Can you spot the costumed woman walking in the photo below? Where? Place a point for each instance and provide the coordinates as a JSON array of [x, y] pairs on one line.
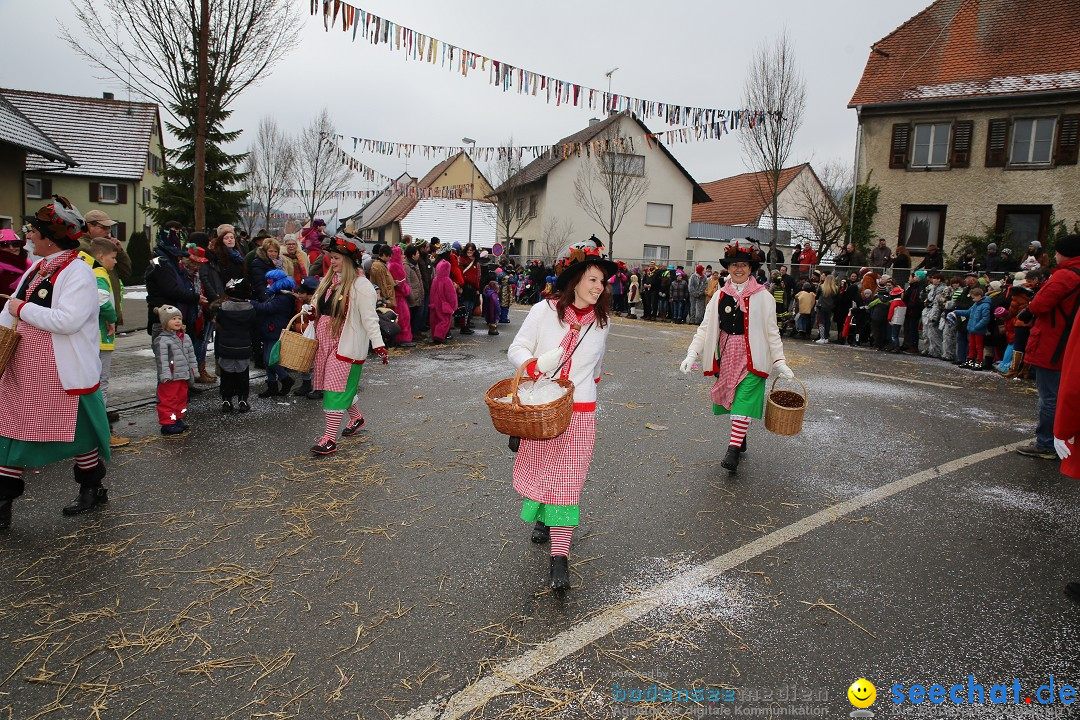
[[346, 322], [52, 406], [739, 343], [567, 334]]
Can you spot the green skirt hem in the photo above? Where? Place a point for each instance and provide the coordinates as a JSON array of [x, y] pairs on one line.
[[553, 516], [91, 433], [343, 399], [748, 399]]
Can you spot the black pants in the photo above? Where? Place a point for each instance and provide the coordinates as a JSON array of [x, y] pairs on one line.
[[234, 384]]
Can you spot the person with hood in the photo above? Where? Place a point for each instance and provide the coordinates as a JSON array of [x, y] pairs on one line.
[[443, 303], [52, 406], [738, 342], [346, 322], [401, 298], [697, 287], [1054, 310], [167, 282], [565, 337], [272, 314], [14, 260]]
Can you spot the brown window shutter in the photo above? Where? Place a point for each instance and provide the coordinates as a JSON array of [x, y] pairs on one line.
[[1068, 140], [997, 143], [960, 157], [901, 140]]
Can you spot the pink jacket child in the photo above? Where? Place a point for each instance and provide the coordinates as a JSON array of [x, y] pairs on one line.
[[443, 302], [402, 294]]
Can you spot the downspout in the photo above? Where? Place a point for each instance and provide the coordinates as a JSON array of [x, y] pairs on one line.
[[854, 188]]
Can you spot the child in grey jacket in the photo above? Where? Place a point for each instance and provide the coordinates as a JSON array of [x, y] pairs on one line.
[[177, 368]]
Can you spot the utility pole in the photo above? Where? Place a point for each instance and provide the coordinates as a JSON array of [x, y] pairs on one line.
[[200, 162]]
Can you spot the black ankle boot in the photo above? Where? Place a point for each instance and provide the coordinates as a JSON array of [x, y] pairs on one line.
[[541, 533], [90, 497], [559, 572], [730, 461]]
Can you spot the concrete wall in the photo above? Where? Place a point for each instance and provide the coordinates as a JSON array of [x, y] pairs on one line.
[[666, 185], [972, 194], [12, 162]]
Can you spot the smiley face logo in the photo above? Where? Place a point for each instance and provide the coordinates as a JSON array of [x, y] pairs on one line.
[[862, 693]]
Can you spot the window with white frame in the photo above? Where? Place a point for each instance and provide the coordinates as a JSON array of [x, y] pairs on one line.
[[1033, 140], [658, 215], [931, 145], [108, 193], [656, 252]]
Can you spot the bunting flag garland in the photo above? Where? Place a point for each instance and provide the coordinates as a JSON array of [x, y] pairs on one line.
[[424, 49]]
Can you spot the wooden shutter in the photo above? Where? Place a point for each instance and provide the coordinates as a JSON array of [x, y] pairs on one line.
[[1068, 140], [960, 154], [997, 143], [901, 140]]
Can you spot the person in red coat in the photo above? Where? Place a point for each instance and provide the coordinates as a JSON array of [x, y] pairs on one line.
[[1054, 309]]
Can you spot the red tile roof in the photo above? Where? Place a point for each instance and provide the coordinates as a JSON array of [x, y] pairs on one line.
[[740, 200], [963, 48]]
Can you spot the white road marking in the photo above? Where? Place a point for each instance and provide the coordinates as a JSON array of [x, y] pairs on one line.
[[574, 639], [920, 382]]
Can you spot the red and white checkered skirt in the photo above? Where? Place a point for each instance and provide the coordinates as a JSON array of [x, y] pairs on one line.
[[35, 406], [554, 471], [331, 372]]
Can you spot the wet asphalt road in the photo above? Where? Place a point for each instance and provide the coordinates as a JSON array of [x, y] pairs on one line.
[[232, 575]]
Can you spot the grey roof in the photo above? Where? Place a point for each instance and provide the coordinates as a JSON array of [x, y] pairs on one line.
[[16, 128], [108, 138]]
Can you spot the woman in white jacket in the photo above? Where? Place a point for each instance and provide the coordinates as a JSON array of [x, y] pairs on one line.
[[567, 336], [739, 343], [346, 322]]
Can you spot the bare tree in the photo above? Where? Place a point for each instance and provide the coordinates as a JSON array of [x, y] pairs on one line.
[[274, 158], [820, 203], [515, 207], [610, 184], [557, 234], [318, 170], [775, 86], [186, 53]]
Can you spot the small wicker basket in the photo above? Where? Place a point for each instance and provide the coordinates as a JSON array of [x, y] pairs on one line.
[[297, 352], [9, 338], [534, 422], [784, 420]]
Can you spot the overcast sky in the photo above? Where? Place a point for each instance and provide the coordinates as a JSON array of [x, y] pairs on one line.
[[691, 53]]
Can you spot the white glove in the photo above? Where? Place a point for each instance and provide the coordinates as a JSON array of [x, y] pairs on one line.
[[550, 360], [1063, 447]]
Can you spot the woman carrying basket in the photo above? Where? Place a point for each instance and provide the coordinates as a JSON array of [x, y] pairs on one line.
[[346, 322], [567, 336], [739, 343]]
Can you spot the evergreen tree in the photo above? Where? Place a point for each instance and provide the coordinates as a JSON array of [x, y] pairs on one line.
[[176, 197]]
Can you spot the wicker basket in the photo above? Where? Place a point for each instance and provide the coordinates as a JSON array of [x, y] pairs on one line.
[[297, 352], [783, 420], [9, 338], [534, 422]]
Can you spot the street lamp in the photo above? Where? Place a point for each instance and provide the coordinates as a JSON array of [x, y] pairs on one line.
[[472, 182]]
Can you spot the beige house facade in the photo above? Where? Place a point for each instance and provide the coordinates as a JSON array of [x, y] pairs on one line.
[[975, 135], [656, 228]]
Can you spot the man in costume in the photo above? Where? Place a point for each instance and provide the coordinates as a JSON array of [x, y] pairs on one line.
[[739, 343], [52, 406]]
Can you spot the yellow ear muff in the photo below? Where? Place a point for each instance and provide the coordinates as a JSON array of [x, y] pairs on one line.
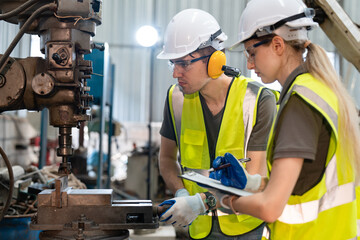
[[215, 63]]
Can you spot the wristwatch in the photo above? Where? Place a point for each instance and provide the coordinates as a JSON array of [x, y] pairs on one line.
[[210, 200]]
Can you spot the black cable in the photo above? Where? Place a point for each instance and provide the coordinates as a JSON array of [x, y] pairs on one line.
[[11, 183], [21, 32], [17, 10]]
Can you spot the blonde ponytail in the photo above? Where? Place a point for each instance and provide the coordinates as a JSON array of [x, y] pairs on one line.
[[319, 65]]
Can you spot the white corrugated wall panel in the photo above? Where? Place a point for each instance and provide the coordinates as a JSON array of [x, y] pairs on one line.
[[121, 19]]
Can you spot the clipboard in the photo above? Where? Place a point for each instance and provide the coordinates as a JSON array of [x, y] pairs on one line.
[[210, 183]]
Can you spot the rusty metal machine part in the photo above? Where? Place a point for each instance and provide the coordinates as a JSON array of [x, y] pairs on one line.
[[90, 212], [59, 83]]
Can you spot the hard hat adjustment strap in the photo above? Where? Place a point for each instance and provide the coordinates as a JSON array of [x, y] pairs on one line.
[[209, 42], [308, 13]]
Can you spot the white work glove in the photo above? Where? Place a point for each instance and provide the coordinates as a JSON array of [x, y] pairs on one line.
[[183, 210]]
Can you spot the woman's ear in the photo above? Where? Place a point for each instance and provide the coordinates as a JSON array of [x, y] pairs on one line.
[[278, 45]]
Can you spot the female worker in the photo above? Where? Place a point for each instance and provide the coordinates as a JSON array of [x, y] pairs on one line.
[[313, 147]]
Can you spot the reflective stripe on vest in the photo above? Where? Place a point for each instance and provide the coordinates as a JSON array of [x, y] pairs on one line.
[[238, 120], [308, 216]]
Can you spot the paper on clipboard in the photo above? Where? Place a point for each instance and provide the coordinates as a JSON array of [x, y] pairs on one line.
[[207, 182]]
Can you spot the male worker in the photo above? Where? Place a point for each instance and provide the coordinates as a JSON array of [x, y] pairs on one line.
[[206, 115]]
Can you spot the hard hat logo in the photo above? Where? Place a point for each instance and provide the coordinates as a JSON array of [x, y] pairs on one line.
[[189, 30], [289, 19]]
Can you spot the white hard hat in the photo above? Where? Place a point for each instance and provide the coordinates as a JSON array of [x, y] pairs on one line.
[[290, 19], [190, 30]]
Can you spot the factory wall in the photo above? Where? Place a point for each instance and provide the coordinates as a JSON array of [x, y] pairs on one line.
[[121, 19]]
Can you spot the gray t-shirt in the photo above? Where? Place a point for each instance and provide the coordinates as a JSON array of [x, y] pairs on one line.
[[259, 135], [302, 132]]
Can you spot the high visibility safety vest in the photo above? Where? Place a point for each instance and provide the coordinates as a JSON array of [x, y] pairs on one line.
[[328, 210], [237, 123]]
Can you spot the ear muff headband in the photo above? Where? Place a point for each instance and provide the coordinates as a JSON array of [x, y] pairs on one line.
[[216, 61]]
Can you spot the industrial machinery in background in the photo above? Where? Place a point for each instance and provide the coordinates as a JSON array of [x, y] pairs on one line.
[[59, 84]]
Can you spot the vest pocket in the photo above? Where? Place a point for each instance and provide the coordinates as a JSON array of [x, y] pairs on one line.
[[192, 148]]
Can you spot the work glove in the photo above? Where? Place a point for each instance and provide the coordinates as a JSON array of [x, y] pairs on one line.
[[182, 192], [183, 210], [235, 175]]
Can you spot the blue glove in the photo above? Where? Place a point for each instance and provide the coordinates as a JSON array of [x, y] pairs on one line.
[[235, 175], [183, 210]]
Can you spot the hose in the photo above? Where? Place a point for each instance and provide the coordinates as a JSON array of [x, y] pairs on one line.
[[11, 183], [21, 32], [17, 10]]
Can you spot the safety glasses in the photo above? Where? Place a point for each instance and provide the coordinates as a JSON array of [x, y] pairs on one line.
[[250, 51], [184, 65]]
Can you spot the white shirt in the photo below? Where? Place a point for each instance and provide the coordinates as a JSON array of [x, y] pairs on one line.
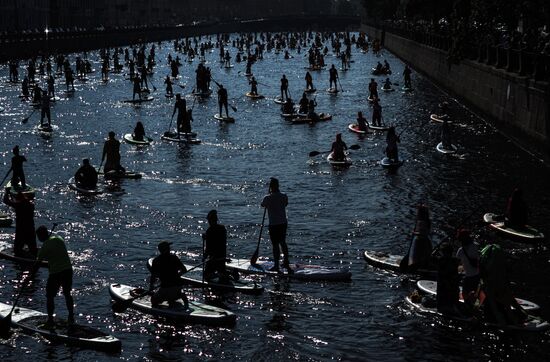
+++
**Your assignment:** Beginning with the line where "Can you spot the vest" appears, reproduce every remaining line of the listing above, the last one included, but none of the pictures.

**Response to this task:**
Can you spot the vest pocket in the photo above? Where? Place a point for each instance and provide the coordinates as a JSON array of [x, y] pairs on one line.
[[192, 148]]
Can you spot the work glove in the photo above? Where? Place a point for each instance and provide the coordinates as a JSON array of [x, y] pairs on one line.
[[182, 192], [183, 210], [235, 175]]
Can you spot the blue glove in the photo above? Where? Place a point for each instance and provide the coordinates as a JSON array of [x, y] pairs on one line.
[[235, 175], [183, 210]]
Can you spot the hose in the photo above? Where? Place a point for each instance and provide the coordinates as a JSON array of [x, y] pairs on one line.
[[11, 183], [21, 32], [17, 10]]
Can you spot the safety glasses in the photo above? Where? Place a point for each instance and provide the coordinates as a JSON array of [x, y] pairs on one line.
[[250, 51], [184, 65]]
Can you spot the white shirt in the photo below? Where? Place a point for each instance and provide the coordinates as a JSON array of [x, y] pairs on one line.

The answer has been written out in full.